> **Set exercise a**: Repeat the records below word for word, covering the stretch from the line containing "Step-by-step: (a) view the image above; (b) identify each cabin" through the end of the records.

> **Document section**:
To save your Report Splunk as a CSV or text file, use the Export function on the Splunks menu.
How Splunk Recognizes Fields
There are three ways Splunk populates fields with values from events.
- It looks for segments that match the acceptable formats and values for IP addresses and URLs. It uses these to populate the fields _ip and _url.
- It looks for segments that are proably name-value pairs, such as user=jsmith or level:3. These are used to create fields such as _user and _level on the fly.
- You can train Splunk to recognize patterns in your data and use them to populate fields with specific names. The training will work on events already in the index, as well as new events indexed after training.
report:: and maxresults::
Adding report:: to a Splunk changes the default value of maxresults:: to 500 instead of 10,000. This is to prevent browsers from choking on large reports, but you can use higher values. A pending fix will eliminate the need to worry about browser performance.
The number of rows in a report will usually be less than the value of maxresults::, because the report won't include rows that don't contain the fields specified by the select statement given as the value of the report:: modifier.

Records from a dataset:
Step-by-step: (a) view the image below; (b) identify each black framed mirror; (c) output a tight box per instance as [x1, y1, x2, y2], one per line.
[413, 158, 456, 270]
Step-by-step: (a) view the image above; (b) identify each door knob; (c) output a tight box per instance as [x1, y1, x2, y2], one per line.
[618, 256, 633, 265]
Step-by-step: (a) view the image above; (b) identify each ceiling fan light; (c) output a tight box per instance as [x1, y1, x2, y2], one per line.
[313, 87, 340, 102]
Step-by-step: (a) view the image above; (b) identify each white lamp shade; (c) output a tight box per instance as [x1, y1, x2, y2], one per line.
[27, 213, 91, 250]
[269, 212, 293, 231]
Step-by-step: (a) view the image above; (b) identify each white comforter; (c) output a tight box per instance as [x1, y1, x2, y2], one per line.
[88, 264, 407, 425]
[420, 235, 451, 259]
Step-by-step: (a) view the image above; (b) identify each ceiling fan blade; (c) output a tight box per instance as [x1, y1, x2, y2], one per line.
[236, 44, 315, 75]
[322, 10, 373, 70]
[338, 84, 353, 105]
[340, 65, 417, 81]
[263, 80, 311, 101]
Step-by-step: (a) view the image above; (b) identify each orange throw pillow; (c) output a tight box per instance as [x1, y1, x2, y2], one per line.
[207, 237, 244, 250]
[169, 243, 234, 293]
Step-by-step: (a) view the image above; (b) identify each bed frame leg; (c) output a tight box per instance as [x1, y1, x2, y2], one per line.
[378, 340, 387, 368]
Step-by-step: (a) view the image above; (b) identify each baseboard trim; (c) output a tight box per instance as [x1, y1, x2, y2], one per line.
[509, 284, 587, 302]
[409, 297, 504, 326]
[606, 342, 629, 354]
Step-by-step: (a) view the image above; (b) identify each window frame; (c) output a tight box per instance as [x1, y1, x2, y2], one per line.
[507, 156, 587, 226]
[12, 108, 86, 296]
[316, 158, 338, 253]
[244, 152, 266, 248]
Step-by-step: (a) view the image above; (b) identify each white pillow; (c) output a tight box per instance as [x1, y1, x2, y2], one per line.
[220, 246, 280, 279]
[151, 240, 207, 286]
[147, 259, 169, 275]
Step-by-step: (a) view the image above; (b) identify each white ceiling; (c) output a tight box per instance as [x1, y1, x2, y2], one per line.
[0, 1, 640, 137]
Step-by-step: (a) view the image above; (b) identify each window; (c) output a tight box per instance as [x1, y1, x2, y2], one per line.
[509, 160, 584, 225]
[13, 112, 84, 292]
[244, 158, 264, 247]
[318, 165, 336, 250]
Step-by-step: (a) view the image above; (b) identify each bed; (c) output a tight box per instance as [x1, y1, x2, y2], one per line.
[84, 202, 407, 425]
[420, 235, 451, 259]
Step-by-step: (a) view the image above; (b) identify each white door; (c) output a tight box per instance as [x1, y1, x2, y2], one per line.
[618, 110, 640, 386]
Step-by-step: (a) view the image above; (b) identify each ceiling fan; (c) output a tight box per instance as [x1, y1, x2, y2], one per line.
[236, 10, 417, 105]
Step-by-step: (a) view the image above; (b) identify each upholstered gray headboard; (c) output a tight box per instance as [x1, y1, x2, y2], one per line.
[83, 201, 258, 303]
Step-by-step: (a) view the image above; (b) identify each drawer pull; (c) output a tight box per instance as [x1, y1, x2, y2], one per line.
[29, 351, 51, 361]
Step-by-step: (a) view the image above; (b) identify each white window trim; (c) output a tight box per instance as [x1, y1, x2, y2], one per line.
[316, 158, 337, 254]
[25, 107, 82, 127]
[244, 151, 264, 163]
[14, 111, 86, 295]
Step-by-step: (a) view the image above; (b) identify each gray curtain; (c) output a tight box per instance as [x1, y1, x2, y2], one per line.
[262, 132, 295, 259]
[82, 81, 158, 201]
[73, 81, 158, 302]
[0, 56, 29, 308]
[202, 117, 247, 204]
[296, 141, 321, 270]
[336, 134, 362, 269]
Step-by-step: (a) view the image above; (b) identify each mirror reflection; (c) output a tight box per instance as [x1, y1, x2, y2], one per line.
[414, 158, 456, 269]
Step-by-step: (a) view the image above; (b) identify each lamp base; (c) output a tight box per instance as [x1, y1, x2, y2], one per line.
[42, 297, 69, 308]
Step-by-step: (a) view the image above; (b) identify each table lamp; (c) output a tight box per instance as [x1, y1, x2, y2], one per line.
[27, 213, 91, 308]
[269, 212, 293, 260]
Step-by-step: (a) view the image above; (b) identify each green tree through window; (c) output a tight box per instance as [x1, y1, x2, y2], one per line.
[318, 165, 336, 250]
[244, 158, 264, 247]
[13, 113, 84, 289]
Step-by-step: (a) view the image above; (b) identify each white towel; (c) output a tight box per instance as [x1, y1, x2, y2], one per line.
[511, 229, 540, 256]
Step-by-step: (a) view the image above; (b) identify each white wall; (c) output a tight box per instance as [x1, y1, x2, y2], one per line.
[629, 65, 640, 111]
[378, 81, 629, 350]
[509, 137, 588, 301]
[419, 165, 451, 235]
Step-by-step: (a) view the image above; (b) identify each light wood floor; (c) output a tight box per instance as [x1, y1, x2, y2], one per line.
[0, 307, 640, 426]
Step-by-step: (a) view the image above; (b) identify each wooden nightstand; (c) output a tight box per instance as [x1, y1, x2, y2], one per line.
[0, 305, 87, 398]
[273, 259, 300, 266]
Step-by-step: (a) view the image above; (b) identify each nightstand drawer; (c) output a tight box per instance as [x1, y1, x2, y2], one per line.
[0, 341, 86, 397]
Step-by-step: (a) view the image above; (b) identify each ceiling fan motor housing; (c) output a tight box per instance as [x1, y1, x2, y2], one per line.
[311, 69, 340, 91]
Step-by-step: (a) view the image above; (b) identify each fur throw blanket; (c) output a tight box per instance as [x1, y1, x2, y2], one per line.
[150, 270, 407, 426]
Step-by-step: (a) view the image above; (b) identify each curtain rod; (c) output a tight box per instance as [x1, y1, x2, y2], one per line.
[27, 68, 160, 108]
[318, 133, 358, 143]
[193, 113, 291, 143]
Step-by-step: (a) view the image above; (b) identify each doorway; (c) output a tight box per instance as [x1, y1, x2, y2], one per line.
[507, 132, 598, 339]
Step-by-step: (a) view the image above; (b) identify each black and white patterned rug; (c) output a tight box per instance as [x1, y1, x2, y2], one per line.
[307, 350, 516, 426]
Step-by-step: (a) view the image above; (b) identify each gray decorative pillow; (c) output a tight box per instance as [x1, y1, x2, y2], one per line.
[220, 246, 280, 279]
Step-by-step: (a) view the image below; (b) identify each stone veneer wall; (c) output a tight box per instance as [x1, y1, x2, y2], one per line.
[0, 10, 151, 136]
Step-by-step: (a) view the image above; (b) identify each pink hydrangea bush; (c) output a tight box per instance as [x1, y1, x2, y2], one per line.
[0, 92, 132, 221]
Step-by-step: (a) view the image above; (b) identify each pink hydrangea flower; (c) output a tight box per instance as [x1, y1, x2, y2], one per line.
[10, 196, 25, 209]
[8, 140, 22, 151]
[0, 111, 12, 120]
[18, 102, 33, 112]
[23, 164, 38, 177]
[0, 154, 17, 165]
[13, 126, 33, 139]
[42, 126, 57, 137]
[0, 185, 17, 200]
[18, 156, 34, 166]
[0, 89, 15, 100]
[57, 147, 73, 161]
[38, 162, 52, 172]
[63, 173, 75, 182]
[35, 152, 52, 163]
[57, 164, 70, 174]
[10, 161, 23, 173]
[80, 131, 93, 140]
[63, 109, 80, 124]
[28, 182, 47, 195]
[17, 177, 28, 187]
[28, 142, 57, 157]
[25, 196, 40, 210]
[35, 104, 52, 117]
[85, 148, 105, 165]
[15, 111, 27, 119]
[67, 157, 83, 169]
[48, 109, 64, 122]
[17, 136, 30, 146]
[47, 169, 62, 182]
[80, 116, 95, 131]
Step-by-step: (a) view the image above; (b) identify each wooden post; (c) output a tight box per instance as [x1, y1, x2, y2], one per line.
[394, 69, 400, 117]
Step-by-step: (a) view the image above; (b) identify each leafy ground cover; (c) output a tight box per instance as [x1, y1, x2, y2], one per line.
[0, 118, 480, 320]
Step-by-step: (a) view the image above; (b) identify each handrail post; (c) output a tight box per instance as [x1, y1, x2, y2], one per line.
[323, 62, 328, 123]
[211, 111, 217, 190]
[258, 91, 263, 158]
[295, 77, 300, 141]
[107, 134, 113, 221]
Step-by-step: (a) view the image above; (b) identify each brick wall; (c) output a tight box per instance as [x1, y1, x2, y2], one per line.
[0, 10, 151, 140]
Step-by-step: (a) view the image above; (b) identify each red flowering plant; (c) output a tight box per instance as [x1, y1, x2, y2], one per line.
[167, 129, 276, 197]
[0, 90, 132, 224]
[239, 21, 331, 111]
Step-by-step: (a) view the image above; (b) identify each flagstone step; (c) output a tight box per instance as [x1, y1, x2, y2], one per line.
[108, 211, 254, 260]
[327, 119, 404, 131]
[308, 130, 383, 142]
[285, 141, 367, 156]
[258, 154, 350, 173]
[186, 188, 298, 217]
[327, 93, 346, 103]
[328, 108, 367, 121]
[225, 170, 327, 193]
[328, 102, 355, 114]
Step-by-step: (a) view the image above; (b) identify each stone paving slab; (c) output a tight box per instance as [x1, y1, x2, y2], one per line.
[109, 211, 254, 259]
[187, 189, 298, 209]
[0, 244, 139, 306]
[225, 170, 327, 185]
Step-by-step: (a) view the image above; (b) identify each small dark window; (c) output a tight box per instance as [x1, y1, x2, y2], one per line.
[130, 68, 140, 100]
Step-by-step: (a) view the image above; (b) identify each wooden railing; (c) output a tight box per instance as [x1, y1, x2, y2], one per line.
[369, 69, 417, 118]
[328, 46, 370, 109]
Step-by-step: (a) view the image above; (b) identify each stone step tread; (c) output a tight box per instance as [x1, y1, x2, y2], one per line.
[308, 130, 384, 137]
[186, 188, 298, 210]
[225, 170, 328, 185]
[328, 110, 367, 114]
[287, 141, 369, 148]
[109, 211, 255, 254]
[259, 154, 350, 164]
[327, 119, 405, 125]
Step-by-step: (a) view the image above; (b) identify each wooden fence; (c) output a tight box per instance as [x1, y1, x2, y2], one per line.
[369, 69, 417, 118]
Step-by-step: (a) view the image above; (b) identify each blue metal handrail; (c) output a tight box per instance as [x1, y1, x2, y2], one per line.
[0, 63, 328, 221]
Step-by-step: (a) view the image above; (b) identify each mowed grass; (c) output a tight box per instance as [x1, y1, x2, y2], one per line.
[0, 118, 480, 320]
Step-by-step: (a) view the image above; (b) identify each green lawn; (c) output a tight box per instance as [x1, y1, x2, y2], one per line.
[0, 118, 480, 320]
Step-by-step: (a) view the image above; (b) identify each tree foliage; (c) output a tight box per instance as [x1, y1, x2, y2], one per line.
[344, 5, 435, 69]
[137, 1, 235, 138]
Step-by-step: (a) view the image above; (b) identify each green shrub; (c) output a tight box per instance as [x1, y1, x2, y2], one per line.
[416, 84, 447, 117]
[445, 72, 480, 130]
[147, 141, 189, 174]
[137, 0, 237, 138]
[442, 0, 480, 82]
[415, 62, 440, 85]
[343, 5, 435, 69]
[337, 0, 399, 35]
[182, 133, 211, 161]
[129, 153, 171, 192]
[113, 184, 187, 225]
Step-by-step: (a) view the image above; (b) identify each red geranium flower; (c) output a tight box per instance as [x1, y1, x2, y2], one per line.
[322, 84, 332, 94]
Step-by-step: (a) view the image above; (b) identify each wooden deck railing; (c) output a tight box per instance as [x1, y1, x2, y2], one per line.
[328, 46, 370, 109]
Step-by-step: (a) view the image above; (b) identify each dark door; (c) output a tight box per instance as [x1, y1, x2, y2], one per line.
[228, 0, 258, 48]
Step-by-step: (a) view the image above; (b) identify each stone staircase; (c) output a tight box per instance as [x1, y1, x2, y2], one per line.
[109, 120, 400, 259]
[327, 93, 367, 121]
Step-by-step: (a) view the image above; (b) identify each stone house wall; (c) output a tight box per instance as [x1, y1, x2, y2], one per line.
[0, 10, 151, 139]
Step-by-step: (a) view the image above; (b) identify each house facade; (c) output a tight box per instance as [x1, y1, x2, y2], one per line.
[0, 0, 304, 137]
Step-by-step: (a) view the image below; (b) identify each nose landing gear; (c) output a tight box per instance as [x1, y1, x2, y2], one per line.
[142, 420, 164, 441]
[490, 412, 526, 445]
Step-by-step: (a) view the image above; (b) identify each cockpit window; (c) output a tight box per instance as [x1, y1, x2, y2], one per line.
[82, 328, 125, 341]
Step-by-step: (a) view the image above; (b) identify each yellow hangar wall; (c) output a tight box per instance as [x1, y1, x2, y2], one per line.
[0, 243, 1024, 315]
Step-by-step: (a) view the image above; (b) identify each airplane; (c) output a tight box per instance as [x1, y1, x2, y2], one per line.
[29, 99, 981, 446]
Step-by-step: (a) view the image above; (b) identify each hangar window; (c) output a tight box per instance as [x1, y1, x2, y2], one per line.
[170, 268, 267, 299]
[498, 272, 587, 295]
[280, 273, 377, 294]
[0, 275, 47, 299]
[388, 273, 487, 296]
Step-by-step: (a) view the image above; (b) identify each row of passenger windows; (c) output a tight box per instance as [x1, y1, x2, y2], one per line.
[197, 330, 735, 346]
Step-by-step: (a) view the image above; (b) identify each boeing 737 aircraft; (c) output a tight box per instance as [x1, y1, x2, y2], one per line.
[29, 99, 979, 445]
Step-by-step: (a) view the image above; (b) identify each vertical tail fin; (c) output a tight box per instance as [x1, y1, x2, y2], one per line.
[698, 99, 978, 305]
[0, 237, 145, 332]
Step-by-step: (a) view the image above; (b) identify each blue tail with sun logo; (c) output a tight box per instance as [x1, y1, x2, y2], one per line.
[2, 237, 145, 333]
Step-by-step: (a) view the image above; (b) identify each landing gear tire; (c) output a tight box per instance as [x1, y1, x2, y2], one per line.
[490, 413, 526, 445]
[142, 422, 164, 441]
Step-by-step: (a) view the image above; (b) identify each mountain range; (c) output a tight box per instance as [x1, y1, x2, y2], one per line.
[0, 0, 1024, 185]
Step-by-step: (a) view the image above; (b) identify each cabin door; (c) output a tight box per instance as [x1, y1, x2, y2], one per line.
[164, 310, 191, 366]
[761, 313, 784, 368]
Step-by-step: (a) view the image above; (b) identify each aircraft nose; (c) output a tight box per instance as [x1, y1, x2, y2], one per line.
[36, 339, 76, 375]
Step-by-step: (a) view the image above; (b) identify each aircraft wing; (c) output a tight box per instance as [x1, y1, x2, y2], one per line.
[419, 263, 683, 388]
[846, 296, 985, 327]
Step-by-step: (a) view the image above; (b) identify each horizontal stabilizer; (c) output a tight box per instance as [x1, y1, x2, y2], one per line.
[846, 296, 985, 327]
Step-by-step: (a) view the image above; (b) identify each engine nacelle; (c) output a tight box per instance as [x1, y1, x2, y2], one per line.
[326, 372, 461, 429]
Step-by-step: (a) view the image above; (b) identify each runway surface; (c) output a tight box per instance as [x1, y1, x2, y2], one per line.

> **Set exercise b**: Reproduce the stretch of the Splunk documentation above from "To save your" through "indexed after training.", keeping every word unchanged.

> **Expected answer a**:
Step-by-step: (a) view the image above; (b) identify each cabin door; (c) output a tight box per instance as [x1, y1, x2, y2], one per line.
[164, 310, 191, 366]
[761, 313, 784, 368]
Step-by-step: (a) view the image above; (b) identify each aircraft nose; (c) output a tight box per instance as [x1, y1, x2, y2], one per line.
[36, 339, 76, 375]
Step-by-step: (a) view the image above; (b) identify each aircraft wing; (c) output a tight box per instance as [x1, y1, x2, y2], one per line.
[419, 263, 683, 388]
[846, 296, 985, 327]
Step-by-step: (a) view the image above; (b) identify each horizontal stabilizer; (c) output a tight box per instance as [x1, y1, x2, y2], one per line.
[846, 296, 985, 327]
Step-by-step: (a) view the image above; (b) identify each engine nacelle; (c) output a tight box per instance as [x1, y1, x2, y2], one per line.
[326, 372, 461, 429]
Step-by-step: (a) view the image above; (b) identify each runway surface; (c) output a tight box per instance as [x1, y1, x2, y2], one per line.

> **Expected answer b**:
To save your Report Splunk as a CSV or text file, use the Export function on the Splunks menu.
How Splunk Recognizes Fields
There are three ways Splunk populates fields with values from events.
- It looks for segments that match the acceptable formats and values for IP addresses and URLs. It uses these to populate the fields _ip and _url.
- It looks for segments that are proably name-value pairs, such as user=jsmith or level:3. These are used to create fields such as _user and _level on the fly.
- You can train Splunk to recognize patterns in your data and use them to populate fields with specific names. The training will work on events already in the index, as well as new events indexed after training.